**** Raw records
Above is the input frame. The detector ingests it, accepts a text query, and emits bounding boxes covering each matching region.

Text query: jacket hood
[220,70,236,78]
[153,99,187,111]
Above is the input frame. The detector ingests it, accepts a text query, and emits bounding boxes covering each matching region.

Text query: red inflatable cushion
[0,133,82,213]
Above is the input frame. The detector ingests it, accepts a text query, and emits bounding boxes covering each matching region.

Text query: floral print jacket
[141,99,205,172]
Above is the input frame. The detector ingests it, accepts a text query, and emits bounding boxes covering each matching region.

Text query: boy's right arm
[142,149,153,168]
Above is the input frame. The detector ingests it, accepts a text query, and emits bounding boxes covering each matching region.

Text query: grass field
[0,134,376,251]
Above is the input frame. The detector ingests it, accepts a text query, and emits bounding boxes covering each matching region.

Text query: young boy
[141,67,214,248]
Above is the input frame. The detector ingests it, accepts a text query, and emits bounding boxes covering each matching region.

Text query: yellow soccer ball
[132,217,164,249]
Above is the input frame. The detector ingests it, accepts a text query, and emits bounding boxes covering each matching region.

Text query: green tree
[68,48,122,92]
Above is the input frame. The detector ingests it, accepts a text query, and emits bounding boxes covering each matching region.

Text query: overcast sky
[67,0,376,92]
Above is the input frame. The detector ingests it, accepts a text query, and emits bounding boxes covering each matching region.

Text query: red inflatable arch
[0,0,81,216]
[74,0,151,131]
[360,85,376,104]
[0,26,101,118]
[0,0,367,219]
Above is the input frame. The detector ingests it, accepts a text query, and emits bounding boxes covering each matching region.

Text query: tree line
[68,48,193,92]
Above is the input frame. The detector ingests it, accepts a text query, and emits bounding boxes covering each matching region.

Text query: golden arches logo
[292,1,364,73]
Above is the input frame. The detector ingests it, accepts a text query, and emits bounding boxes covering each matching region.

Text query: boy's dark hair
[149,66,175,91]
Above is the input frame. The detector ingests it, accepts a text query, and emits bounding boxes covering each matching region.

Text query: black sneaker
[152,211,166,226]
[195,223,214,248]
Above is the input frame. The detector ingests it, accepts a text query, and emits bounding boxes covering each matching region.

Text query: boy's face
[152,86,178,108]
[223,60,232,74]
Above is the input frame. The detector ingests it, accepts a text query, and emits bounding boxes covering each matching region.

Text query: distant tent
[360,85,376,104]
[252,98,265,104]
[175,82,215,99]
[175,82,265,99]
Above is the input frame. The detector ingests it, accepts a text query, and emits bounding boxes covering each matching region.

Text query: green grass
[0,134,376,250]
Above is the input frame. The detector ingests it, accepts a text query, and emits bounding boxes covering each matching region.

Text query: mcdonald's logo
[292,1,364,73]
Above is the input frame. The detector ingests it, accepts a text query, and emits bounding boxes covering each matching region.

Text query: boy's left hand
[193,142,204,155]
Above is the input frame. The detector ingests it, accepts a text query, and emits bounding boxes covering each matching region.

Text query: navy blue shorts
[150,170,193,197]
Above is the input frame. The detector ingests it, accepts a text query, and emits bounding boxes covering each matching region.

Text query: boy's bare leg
********
Given instruction =
Copy the listing above word for word, from its first line through the line containing "[153,99,187,111]", both included.

Final result =
Above is the input frame. The detector ingests it, accepts a text query, and emits bounding boxes covering each matching region.

Text query: jacket hood
[220,70,236,78]
[153,99,187,111]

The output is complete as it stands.